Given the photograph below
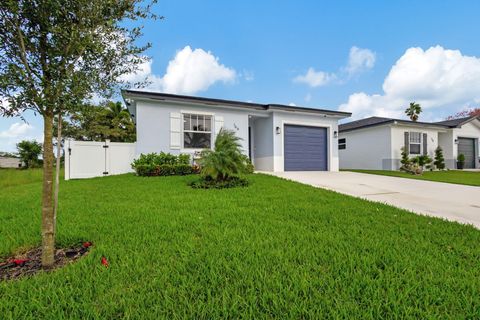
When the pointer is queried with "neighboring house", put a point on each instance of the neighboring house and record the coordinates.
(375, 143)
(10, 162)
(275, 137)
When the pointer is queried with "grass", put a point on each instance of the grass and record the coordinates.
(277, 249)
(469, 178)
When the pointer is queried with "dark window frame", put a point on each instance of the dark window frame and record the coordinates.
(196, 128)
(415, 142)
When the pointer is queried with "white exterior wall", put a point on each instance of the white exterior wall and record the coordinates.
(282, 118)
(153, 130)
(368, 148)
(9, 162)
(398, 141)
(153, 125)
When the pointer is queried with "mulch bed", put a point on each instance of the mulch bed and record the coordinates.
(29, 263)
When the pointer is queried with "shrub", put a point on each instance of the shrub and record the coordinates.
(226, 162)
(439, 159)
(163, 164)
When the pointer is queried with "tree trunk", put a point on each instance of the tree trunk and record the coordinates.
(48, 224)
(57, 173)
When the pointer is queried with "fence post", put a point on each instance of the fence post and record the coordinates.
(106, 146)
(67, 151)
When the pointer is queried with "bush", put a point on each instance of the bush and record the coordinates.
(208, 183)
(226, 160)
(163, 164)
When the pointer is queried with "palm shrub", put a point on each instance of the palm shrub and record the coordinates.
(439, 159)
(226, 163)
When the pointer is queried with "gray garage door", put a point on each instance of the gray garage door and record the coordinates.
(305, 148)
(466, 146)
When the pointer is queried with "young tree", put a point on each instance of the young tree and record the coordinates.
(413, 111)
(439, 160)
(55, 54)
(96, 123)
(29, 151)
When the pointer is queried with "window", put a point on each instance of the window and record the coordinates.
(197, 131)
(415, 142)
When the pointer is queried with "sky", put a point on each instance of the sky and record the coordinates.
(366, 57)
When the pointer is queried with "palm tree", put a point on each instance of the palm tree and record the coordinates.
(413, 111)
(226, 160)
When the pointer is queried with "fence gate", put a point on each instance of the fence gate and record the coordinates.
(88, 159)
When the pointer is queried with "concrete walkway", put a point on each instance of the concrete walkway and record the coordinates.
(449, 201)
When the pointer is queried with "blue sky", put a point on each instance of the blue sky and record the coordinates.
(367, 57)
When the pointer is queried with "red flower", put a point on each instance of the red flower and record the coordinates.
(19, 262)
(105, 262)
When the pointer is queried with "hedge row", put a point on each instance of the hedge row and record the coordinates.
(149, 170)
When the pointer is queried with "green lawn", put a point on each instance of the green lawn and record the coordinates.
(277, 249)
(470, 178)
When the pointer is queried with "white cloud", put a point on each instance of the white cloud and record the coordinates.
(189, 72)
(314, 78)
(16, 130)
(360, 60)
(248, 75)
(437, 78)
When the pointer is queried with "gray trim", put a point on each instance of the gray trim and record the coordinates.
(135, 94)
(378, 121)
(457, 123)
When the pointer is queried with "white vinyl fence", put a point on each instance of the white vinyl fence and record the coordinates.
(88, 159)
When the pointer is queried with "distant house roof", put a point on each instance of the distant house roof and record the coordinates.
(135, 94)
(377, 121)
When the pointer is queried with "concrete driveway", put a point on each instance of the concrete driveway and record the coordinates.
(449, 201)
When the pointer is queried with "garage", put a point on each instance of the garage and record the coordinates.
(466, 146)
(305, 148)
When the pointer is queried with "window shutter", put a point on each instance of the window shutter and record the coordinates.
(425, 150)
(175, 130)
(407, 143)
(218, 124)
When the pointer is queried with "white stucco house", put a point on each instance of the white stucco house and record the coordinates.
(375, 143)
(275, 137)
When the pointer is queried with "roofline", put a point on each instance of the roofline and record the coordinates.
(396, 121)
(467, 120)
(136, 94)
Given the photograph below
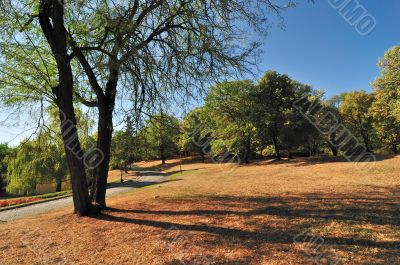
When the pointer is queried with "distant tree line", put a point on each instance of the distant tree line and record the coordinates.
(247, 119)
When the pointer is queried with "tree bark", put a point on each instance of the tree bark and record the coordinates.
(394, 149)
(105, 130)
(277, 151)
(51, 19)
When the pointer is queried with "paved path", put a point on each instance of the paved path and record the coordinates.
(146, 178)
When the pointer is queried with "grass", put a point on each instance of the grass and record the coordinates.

---+---

_Work item_.
From the first line to the last, set down the records above exactly and skip the pictures.

_Exercise result_.
Given the photograph below
When the pointer is queried with "neighboring house", put a point on each instance of the neighboring house and record the coordinates.
(375, 143)
(10, 162)
(275, 137)
When the pointer is queried with "grass", put a point on each instance of the grass and record the coordinates.
(277, 249)
(469, 178)
When the pointer is queried with "dark window frame", put a point on each instance of the dark window frame and record the coordinates.
(196, 128)
(415, 142)
When the pointer is queried with "white exterior wall", put a point on each instance of the white exterior wall and record the coordinates.
(282, 118)
(153, 130)
(368, 148)
(9, 162)
(398, 141)
(153, 125)
When the pointer is queried with "mulch bed", put a point on each instance of the mulch bed and record the coordinates.
(29, 263)
When the pointer is queried with "shrub", put a point on each instance of the shrub and record the coordinates.
(226, 162)
(439, 159)
(163, 164)
When the pointer is queried with "tree trunk", put a point on each instance of the tree trunk and record the coordinates.
(48, 224)
(57, 173)
When the pointer is queried with "fence post", put a point on each instance of the fence post and record the coordinates.
(106, 146)
(67, 151)
When the pointer is queried with "bush", put a point on each instance of the bush and record the coordinates.
(208, 183)
(226, 160)
(163, 164)
When the pointer is queried with "palm shrub", put a point on each instance of the palm shrub and record the coordinates.
(439, 159)
(226, 163)
When the pointer is queried with "gray garage door", put a point on each instance of the gray garage door and record the coordinates.
(305, 148)
(466, 146)
When the pointer is queried with "young tree", put a point on each instance of the young tree and record the coordinates.
(413, 111)
(439, 160)
(55, 54)
(96, 123)
(29, 151)
When the pointer is queried with "window", put a point on each instance of the window and record the coordinates.
(197, 131)
(415, 142)
When the pointer is queried with "sky", put a point on each instance of the sky and record the coordinates.
(366, 57)
When the pointer is queried with "palm tree", put a point on each instance of the palm tree and record the coordinates.
(413, 111)
(226, 160)
When the pointer is queried with "fence gate", put a point on each instance of the fence gate and record the coordinates.
(88, 159)
When the pointer is queried with "concrete walkway", put a point on each instance of the concrete walkway and record the coordinates.
(449, 201)
When the pointer is queried with "blue sky", put a point on each instance of the blue sky and record the coordinates.
(367, 57)
When the pointer is queried with "red flower", put a point on each instance of the red flower and record the coordinates.
(19, 262)
(105, 262)
When the pointer is queried with "hedge row", put a point on each instance of the hedge row and record the coordinates.
(149, 170)
When the pointer is queried with "green lawn", put a point on each instance of the green lawn and record the coordinates.
(277, 249)
(470, 178)
When the pointer is queried with "white cloud", put a point on each instance of the white cloud and record the coordinates.
(189, 72)
(314, 78)
(16, 130)
(360, 60)
(248, 75)
(437, 78)
When the pointer is queried with "gray trim", put a point on each instance of the gray trim and record the coordinates.
(135, 94)
(378, 121)
(457, 123)
When the pointer is queried with "white vinyl fence", put a point on each instance of the white vinyl fence and record the coordinates.
(88, 159)
When the pointer is queried with "distant house roof", put a point on each instance of the distant house roof and record the coordinates.
(135, 94)
(377, 121)
When the pointer is queried with "concrete driveway", put a point on each instance of the concrete driveway and record the coordinates.
(449, 201)
When the pointer is queried with "garage", put a point on each instance of the garage and record the coordinates.
(466, 146)
(305, 148)
When the pointer is queried with "window shutter", put a point on each instance of the window shutter and record the coordinates.
(425, 150)
(175, 130)
(407, 143)
(218, 124)
When the pointer is queried with "white stucco house", put a point on each instance of the white stucco house and record the coordinates.
(375, 143)
(275, 137)
When the pointer is queried with "roofline", put a point on each instance of the roofline and record the coordinates.
(396, 121)
(467, 120)
(136, 94)
Given the photograph below
When the pointer is queried with "distant tree line", put a point on each instance of the distant tree line and record the coordinates.
(247, 119)
When the pointer is queried with "tree bark", put a point on each instance of the tree bark and record the coordinates.
(394, 149)
(105, 130)
(277, 151)
(51, 19)
When the pointer is queried with "paved path", put a point on each instance of the paved path and record the coordinates.
(146, 178)
When the pointer is queried with "grass", put a point on each instance of the grass and record the coordinates.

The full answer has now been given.